### What the task asks
Pick out every one of the rows below that contains the string "panel", and copy each such row in full. Only matches with the same uppercase and lowercase letters count.

### Rows
┄┄┄┄┄┄┄┄┄┄

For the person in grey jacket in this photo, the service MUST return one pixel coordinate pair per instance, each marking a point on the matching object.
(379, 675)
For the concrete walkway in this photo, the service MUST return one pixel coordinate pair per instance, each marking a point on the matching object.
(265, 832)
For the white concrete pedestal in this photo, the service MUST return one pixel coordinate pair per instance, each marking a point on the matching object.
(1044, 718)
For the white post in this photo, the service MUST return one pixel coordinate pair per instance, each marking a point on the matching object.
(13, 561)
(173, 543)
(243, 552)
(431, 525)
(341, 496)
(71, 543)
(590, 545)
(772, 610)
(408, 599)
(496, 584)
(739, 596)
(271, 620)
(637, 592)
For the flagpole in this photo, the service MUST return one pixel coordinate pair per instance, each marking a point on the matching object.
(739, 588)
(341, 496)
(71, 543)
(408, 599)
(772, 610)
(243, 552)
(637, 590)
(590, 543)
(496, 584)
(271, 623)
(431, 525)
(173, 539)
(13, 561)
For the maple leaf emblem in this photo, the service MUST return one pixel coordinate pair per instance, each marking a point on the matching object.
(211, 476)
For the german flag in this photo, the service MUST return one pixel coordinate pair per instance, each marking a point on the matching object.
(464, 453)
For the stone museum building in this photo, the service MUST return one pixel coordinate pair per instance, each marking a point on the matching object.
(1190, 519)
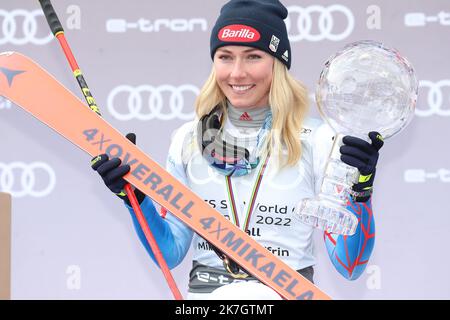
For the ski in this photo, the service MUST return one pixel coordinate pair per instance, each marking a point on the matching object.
(29, 86)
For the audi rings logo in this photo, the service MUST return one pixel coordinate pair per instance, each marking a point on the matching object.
(438, 98)
(29, 34)
(36, 179)
(146, 102)
(305, 27)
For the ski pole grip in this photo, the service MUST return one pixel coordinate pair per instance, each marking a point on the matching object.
(50, 15)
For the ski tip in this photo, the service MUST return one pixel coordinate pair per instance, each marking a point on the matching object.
(7, 53)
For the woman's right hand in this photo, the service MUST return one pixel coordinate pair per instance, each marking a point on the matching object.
(112, 172)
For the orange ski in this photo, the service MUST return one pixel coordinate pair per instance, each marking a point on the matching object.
(32, 88)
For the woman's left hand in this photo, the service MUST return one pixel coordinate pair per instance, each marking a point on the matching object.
(363, 155)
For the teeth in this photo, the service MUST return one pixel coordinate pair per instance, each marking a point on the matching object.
(241, 88)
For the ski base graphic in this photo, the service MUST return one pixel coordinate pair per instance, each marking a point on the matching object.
(32, 88)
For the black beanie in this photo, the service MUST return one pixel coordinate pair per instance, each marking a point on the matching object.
(254, 23)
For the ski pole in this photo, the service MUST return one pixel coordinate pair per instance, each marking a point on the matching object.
(58, 32)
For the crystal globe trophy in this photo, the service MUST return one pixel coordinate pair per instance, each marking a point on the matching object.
(364, 87)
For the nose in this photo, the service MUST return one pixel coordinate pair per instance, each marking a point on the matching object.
(238, 71)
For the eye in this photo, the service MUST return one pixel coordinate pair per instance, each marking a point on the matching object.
(254, 57)
(224, 57)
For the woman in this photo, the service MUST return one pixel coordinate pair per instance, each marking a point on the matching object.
(252, 143)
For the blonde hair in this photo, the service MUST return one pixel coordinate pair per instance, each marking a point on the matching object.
(288, 100)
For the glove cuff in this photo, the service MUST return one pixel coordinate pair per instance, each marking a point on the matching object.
(139, 196)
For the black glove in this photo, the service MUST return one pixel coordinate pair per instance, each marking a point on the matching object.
(364, 156)
(112, 173)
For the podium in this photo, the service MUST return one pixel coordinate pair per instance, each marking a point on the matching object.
(5, 246)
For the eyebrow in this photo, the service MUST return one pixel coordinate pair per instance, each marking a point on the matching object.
(228, 51)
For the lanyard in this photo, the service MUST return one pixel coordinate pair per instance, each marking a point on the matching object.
(251, 203)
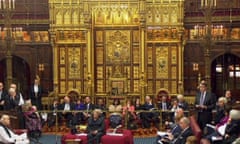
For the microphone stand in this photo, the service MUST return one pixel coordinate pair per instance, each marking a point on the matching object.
(56, 126)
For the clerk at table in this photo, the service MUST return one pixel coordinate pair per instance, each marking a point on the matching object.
(96, 127)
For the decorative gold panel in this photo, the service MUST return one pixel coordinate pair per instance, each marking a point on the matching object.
(118, 46)
(62, 73)
(136, 86)
(78, 85)
(158, 84)
(166, 84)
(135, 55)
(150, 72)
(62, 87)
(70, 85)
(162, 62)
(99, 36)
(150, 87)
(62, 55)
(149, 54)
(174, 72)
(136, 72)
(74, 62)
(167, 13)
(99, 55)
(115, 14)
(162, 34)
(100, 86)
(174, 87)
(135, 36)
(73, 36)
(174, 55)
(99, 72)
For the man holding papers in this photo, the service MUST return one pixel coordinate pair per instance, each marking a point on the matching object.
(7, 135)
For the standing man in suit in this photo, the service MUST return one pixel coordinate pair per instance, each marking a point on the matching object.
(89, 107)
(165, 107)
(67, 106)
(186, 131)
(3, 95)
(36, 94)
(19, 94)
(150, 114)
(205, 102)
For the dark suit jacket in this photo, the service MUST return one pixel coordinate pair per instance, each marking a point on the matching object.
(182, 137)
(209, 101)
(3, 97)
(36, 100)
(91, 107)
(98, 125)
(12, 104)
(183, 105)
(72, 106)
(161, 105)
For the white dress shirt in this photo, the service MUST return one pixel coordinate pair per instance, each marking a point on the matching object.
(17, 139)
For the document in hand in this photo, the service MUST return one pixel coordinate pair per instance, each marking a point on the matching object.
(161, 133)
(221, 129)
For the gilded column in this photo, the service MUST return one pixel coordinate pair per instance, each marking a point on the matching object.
(143, 84)
(181, 61)
(87, 22)
(54, 48)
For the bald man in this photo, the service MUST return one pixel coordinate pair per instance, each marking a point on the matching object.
(7, 136)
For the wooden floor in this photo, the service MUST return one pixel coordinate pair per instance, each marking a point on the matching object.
(60, 130)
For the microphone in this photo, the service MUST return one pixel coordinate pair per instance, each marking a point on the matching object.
(115, 130)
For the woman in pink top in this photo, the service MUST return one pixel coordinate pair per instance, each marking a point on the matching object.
(129, 107)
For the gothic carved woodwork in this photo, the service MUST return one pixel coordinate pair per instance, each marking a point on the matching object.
(138, 41)
(118, 46)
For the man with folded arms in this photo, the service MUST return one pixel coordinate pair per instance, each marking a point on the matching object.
(96, 127)
(7, 135)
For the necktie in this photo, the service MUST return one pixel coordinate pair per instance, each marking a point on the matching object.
(202, 98)
(164, 106)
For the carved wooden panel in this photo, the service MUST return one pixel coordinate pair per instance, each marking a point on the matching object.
(116, 56)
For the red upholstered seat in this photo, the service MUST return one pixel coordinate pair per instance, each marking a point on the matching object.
(20, 131)
(71, 136)
(195, 128)
(126, 138)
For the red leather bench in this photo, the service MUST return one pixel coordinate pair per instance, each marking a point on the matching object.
(126, 138)
(195, 128)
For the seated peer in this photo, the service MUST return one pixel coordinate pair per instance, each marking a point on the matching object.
(191, 140)
(33, 122)
(175, 129)
(182, 103)
(214, 132)
(7, 136)
(89, 107)
(129, 111)
(53, 115)
(185, 133)
(115, 110)
(165, 106)
(67, 106)
(220, 112)
(78, 117)
(150, 114)
(96, 127)
(232, 129)
(100, 105)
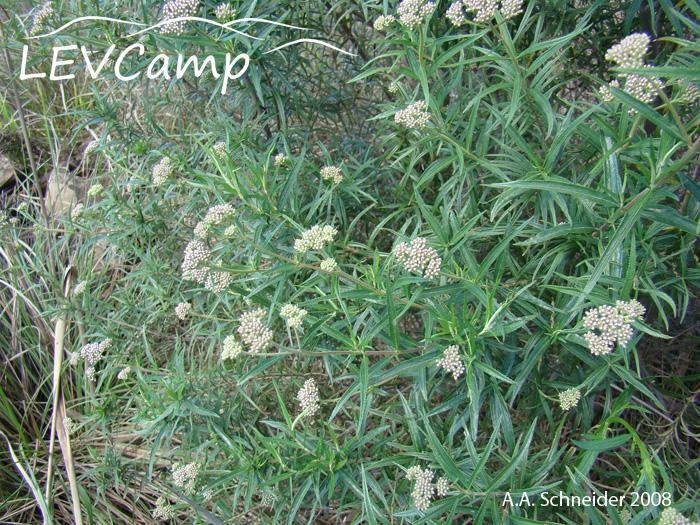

┄┄┄┄┄┄┄┄┄┄

### Exercise result
For the decorative gold panel in this photo, the service MUST return one pixel coordinate pair per instance, each marking a point on the matching object.
For the carved wooden panel in this photo, the service MUST return one pixel coordinate pair per instance, each marking a point on the matching object.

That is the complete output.